▸ **RAW DATA**:
┄┄┄┄┄┄

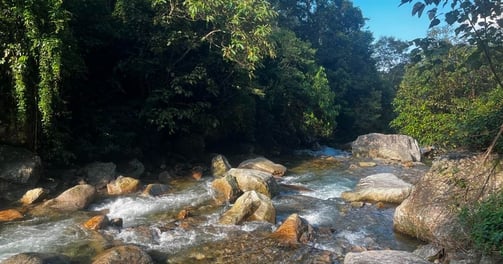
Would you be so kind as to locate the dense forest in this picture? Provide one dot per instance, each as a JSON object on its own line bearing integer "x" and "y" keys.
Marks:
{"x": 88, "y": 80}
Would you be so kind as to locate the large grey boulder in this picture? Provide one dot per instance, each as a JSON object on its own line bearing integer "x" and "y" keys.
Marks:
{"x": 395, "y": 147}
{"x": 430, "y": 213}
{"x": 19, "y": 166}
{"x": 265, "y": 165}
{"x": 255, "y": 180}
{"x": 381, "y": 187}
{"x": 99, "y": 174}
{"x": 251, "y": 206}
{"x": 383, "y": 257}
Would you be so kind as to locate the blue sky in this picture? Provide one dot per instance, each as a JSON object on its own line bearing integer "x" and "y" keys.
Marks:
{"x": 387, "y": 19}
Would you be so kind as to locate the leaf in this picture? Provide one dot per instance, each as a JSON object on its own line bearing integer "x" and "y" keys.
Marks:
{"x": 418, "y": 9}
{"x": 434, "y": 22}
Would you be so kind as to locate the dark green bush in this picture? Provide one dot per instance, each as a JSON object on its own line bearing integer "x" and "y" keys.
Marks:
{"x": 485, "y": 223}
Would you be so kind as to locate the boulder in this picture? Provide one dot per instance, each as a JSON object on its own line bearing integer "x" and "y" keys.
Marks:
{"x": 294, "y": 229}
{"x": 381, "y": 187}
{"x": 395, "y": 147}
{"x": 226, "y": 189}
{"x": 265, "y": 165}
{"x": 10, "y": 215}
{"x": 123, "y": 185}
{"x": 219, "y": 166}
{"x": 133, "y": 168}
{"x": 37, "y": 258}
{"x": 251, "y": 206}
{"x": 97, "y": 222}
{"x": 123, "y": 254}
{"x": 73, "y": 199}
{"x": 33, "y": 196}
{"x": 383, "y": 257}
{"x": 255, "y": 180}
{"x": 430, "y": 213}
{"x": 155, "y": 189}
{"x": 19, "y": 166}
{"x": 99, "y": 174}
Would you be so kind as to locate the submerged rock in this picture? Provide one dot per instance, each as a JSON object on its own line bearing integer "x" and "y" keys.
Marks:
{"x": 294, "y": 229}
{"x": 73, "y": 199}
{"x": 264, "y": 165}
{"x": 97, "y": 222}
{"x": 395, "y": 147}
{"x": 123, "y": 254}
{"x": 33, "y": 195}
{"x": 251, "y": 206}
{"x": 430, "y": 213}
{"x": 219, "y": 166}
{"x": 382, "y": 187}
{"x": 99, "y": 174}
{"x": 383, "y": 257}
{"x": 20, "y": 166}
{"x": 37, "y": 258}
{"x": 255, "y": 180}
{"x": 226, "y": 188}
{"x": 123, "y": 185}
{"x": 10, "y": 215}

┄┄┄┄┄┄

▸ **WORK REQUIRED**: Please reproduce the entries word for word from the line containing "Would you be so kind as to locate the large" through the last line of the entries, both included.

▸ **ANSWER TO THE EXERCISE**:
Would you be so kind as to locate the large grey boulder in this picture? Provide one dot per instance, each as a JSON object on its own line bearing integer "x" and "y" keys.
Marks:
{"x": 395, "y": 147}
{"x": 430, "y": 213}
{"x": 19, "y": 166}
{"x": 265, "y": 165}
{"x": 255, "y": 180}
{"x": 381, "y": 187}
{"x": 99, "y": 174}
{"x": 251, "y": 206}
{"x": 383, "y": 257}
Would you be so kind as to locate the blue sky in this picture? Provide one dot per instance, each as a JSON object on its own line bearing integer "x" and "y" keys.
Marks:
{"x": 387, "y": 19}
Would you be so kind as to locate the leaf in this picture? Provide one dot per instance, each as a JSON object on its own line bearing integer "x" and "y" keys.
Marks:
{"x": 418, "y": 9}
{"x": 434, "y": 22}
Would you be so kind as to locate the dark green bush in this picture? Provide one dot per instance, each as a JSON object on its own line bearing integer "x" and "y" keys.
Marks:
{"x": 485, "y": 223}
Would you be so kind as to locate the boulder in this picture? Provide one dot per instance, each as a JSON object on its own line bearing integer "x" and "y" keys.
Marks:
{"x": 294, "y": 229}
{"x": 381, "y": 187}
{"x": 395, "y": 147}
{"x": 226, "y": 189}
{"x": 265, "y": 165}
{"x": 10, "y": 215}
{"x": 123, "y": 185}
{"x": 219, "y": 166}
{"x": 133, "y": 168}
{"x": 37, "y": 258}
{"x": 251, "y": 206}
{"x": 97, "y": 222}
{"x": 123, "y": 254}
{"x": 73, "y": 199}
{"x": 33, "y": 196}
{"x": 383, "y": 257}
{"x": 255, "y": 180}
{"x": 430, "y": 213}
{"x": 155, "y": 189}
{"x": 19, "y": 166}
{"x": 99, "y": 174}
Would you be so kind as to locate the submerged rock in this picture? Provide one dot per instance, each as a JSON object on its own line bearing integer "x" and "y" keys.
Marks:
{"x": 294, "y": 229}
{"x": 73, "y": 199}
{"x": 264, "y": 165}
{"x": 97, "y": 222}
{"x": 395, "y": 147}
{"x": 123, "y": 254}
{"x": 33, "y": 195}
{"x": 251, "y": 206}
{"x": 430, "y": 213}
{"x": 219, "y": 166}
{"x": 382, "y": 187}
{"x": 99, "y": 174}
{"x": 383, "y": 257}
{"x": 20, "y": 166}
{"x": 37, "y": 258}
{"x": 255, "y": 180}
{"x": 226, "y": 188}
{"x": 123, "y": 185}
{"x": 10, "y": 215}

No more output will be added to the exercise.